▶

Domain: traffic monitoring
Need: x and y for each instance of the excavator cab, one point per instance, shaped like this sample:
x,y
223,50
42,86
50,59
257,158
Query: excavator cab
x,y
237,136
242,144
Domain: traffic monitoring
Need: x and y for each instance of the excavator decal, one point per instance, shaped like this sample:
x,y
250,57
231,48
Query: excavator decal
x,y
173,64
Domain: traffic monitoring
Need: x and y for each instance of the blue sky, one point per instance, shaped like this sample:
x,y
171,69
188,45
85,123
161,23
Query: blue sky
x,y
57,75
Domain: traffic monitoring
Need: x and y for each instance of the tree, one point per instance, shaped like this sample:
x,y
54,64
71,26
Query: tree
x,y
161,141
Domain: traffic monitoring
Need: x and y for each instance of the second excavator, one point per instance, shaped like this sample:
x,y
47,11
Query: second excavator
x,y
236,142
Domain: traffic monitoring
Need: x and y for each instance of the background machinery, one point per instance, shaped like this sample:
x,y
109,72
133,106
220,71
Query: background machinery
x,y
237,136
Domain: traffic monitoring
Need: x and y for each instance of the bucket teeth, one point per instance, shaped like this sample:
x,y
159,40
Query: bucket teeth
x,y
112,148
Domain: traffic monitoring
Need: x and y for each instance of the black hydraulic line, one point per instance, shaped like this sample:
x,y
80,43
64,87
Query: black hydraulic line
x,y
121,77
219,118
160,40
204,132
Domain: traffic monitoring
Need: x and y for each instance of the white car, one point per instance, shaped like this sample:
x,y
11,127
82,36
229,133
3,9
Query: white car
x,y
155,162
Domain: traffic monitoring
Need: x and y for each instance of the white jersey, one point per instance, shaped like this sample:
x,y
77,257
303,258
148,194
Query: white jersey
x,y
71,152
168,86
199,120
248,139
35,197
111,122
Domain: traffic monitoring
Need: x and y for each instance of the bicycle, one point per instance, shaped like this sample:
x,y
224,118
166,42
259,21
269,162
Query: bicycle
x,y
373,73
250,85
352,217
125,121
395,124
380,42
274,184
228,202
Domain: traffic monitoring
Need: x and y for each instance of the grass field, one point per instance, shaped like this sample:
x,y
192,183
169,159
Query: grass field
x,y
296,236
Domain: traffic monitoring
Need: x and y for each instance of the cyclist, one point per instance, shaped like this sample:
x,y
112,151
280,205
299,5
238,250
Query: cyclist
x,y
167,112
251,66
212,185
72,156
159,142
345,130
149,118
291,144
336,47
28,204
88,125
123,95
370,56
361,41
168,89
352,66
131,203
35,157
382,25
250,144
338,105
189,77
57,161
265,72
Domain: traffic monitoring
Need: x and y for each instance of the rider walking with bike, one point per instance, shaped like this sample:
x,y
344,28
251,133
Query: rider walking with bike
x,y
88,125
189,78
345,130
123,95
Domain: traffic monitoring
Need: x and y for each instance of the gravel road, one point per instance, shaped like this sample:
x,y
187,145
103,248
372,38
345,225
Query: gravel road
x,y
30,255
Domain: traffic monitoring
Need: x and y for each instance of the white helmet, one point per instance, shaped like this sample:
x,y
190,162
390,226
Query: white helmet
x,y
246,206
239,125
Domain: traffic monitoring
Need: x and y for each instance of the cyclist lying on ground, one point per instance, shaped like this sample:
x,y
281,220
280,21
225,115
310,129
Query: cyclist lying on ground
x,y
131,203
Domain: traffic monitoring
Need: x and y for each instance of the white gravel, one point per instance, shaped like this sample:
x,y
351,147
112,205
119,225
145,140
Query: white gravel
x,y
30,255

◀

- [PROBLEM DETAILS]
Please retype the data above exactly, including every line.

- [OUTPUT OF THE EXERCISE]
Domain: traffic monitoring
Need: x and y for each instance of the excavator cab, one point per instance, shaped like this sample:
x,y
223,50
42,86
50,59
257,158
Query: excavator cab
x,y
237,136
242,144
Domain: traffic monitoring
Need: x and y for each instance of the excavator decal, one point per instance, shaped like this sample:
x,y
250,57
231,48
Query: excavator decal
x,y
173,64
Domain: traffic monitoring
Need: x and y for each instance of the blue sky, one point per instance, shaped like this sample:
x,y
171,69
188,45
85,123
161,23
Query: blue sky
x,y
57,75
Domain: traffic monitoring
Need: x and y for each instance of the tree, one point per instance, shaped like this sample:
x,y
54,64
71,26
Query: tree
x,y
161,141
Domain: traffic monitoring
Need: x and y for each instance of the second excavator, one point per instance, shaped like this sample:
x,y
47,11
Query: second excavator
x,y
236,142
Domain: traffic monitoring
Need: x and y for each instance of the background machinery, one point per instance, shaped like this sample:
x,y
109,72
133,106
220,71
Query: background machinery
x,y
237,136
Domain: traffic monitoring
Need: x and y for each instance of the bucket teeth, one point per instance, shaped like this sample:
x,y
159,40
Query: bucket teeth
x,y
112,148
Domain: traffic monitoring
Need: x and y for each instance of the black hydraulic line, one point per instance, shaped like this sample:
x,y
80,43
64,87
Query: black hydraulic line
x,y
121,77
219,118
160,40
204,132
Domain: traffic monitoring
Need: x and y for each instance of the white car, one point per instance, shaped like this sample:
x,y
11,127
82,36
229,133
3,9
Query: white car
x,y
155,162
Domain: traffic monitoring
Need: x and y for each instance of the white jersey, one point per instance, shaped like this sample:
x,y
77,257
303,258
148,194
Query: white jersey
x,y
71,152
168,86
199,120
248,139
35,197
111,122
Domain: traffic monitoring
Need: x and y for each instance of the bicycle, one point per instance, shaped like this sample:
x,y
224,118
166,42
259,21
269,162
Query: bicycle
x,y
373,73
250,85
352,217
125,121
395,124
380,42
274,184
228,202
Domain: traffic monitoring
Need: x and y for each instance of the grass field, one point per instance, shaped like this sample:
x,y
192,183
169,159
Query: grass field
x,y
296,236
Domain: traffic monitoring
Need: x and y for each instance of the cyclist, one point per instance, shaped like this sample:
x,y
112,151
280,205
299,5
238,250
Query: cyclist
x,y
167,112
251,66
212,185
72,156
159,142
345,130
149,118
291,144
336,47
28,204
88,125
123,95
370,56
361,41
168,89
352,66
131,203
35,157
382,25
250,144
338,105
189,77
57,161
265,72
Domain: traffic monitoring
Need: x and y for each instance of the rider walking with bike, one point per instance, shaped like this sample:
x,y
344,28
251,133
Query: rider walking with bike
x,y
88,125
189,78
345,130
123,95
Domain: traffic monitoring
Need: x and y for each instance of the gravel road, one point per instance, shaped like this sample:
x,y
187,145
103,248
372,38
345,225
Query: gravel road
x,y
30,255
Domain: traffic monitoring
Need: x and y for each instance of the white helmet, one point per instance, shaped like this sample:
x,y
190,162
390,226
Query: white helmet
x,y
246,206
239,125
Domain: traffic monitoring
Need: x and y for each instance of the cyclist lying on ground, one point per instance, shaped like this sample:
x,y
281,220
280,21
225,115
310,129
Query: cyclist lying on ground
x,y
131,203
Domain: traffic monitoring
Need: x and y for each instance of the white gravel, one point per instance, shaped like this sample:
x,y
351,147
112,205
119,225
145,140
Query: white gravel
x,y
30,255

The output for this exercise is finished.